| Seçilen Metin |
★ ★ ★ ★ ★ ★ ★
Güncelleme Tarihi:
Yatırım fonu, yatırımcıların birikimlerinin yatırım araçlarında değerlendirilmek üzere bir havuz içerisinde toplanması ve profesyonel yöneticiler tarafından yönetilmesi esasına dayalı faaliyet gösteren bir kurum olarak tanımlanıyor.
Yatırım fonları, halktan topladıkları paralar karşılığı hisse senedi, tahvil, bono gibi finansal araçlardan ve kıymetli madenlerden oluşan portföyleri yönetiyorlar. İyi Gelir Yönetici Ortağı Serra Eren Sarıoğlu ve Inveo Portföy Genel Müdürü Halim Çun son dönemim en popüler yatırım araçlarından olan fonlar ile ilgili merak edilenleri hurriyet.com.tr'ye anlattı. İşte merak edilen her şey...
1-Fon yatırımının avantajları nelerdir? Hangi yatırımcı profiline sahip kişilere, fon yatırımını tavsiye edersiniz?
İyi Gelir Yönetici Ortağı Prof. Dr. Serra Eren Sarıoğlu: Fonlar, piyasalar konusunda uzman profesyoneller tarafından yönetilir. Bu da sizin hangi hisseyi alayım, şimdi satmak için doğru zaman mı gibi sorularla sürekli bu işle ilgilenmeniz gerekliliğini ortadan kaldırır.
Fonlar size çeşitlendirme imkanı sağlar. Böylelikle, farklı yatırım araçlarına paranızı yatırarak riski dağıtırsınız. Hisse senetleri, altın, tahvil, eurobond, petrol, yabancı hisseler gibi enstrümanlara yatırım yapma imkanı bulursunuz.
Tahvillerin kupon ödemeleri, hisselerin kar payı ödemeleri ile uğraşmak zorunda kalmazsınız. Bu işleri sizin için fon yöneticisi yapar.
Likidite avantajı vardır. Yabancı hisse senedi ve yabancı borçlanma araçları fonları gibi özellikli fonlar dışında birçok fonda valör 1 gündür. Bunun için fonun izahnamesine bakmanızı öneririm. Bu durum size acil nakde ihtiyacınız olduğunda kolaylık sağlar.
★ ★ ★ ★ ★ ★ ★
| Veri Listesi |

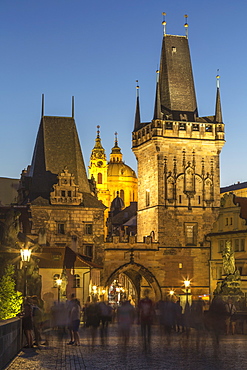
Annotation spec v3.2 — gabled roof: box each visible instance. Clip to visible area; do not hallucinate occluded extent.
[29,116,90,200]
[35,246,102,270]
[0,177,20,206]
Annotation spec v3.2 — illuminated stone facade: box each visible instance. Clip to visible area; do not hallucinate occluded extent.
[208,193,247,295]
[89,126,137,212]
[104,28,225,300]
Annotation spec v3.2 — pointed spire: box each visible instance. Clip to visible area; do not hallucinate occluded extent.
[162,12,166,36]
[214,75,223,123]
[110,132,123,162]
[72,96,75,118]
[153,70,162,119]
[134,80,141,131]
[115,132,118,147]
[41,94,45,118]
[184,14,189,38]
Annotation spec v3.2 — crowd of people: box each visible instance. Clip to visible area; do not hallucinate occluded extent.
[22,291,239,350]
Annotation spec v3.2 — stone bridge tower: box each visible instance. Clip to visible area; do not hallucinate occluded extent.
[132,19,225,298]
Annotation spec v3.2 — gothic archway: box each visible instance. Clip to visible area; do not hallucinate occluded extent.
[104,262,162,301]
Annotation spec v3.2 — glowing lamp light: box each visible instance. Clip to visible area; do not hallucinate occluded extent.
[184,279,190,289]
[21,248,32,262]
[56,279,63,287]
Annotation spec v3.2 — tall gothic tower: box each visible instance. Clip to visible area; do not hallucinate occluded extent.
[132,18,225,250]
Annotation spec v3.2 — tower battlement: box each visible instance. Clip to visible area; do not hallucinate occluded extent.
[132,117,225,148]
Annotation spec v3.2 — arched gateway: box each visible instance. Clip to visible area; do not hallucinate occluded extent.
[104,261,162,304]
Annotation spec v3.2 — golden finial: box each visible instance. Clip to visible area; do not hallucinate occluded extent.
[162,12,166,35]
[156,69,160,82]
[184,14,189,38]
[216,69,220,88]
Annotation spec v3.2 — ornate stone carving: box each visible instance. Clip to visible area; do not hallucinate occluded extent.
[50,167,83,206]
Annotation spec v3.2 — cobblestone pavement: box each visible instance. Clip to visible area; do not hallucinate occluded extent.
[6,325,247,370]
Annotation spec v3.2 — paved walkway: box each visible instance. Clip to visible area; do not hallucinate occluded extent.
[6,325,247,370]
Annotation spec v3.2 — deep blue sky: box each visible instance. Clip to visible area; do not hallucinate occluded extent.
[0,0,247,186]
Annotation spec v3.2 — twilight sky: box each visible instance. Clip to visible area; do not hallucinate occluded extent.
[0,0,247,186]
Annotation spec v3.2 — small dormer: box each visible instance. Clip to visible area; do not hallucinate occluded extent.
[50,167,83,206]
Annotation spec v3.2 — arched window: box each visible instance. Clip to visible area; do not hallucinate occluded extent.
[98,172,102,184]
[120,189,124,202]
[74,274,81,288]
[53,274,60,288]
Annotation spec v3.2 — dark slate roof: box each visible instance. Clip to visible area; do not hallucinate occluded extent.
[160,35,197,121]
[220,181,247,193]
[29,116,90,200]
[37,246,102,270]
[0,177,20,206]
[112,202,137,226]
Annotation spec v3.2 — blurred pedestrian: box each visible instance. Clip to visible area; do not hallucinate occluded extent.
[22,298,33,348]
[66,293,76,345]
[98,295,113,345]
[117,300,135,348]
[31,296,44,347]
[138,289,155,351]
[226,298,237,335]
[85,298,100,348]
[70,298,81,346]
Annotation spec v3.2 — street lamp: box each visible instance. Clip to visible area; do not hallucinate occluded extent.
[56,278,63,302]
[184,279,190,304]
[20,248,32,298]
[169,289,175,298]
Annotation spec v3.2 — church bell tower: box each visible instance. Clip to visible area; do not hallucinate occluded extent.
★ ★ ★ ★ ★ ★ ★
| Yapılacaklar |
(1) Yatırım fonları metninde "Fonlar size çeşitlendirme" sözlerini içeren ifadeyle açılıp "fon yöneticisi yapar." ile kapanan bölümü hiç değiştirmeden yazın.
(2) Yatırım fonları metnine göre, yabancı hisse senedi ve yabancı borçlanma araçları fonları gibi özellikli fonlar dışındaki birçok fonda valör kaç gündür?

| Görev Çıktıları |
(1)
Fonlar size çeşitlendirme imkanı sağlar. Böylelikle, farklı yatırım araçlarına paranızı yatırarak riski dağıtırsınız. Hisse senetleri, altın, tahvil, eurobond, petrol, yabancı hisseler gibi enstrümanlara yatırım yapma imkanı bulursunuz.
Tahvillerin kupon ödemeleri, hisselerin kar payı ödemeleri ile uğraşmak zorunda kalmazsınız. Bu işleri sizin için fon yöneticisi yapar.

(2) Birçok fonda valör 1 gündür.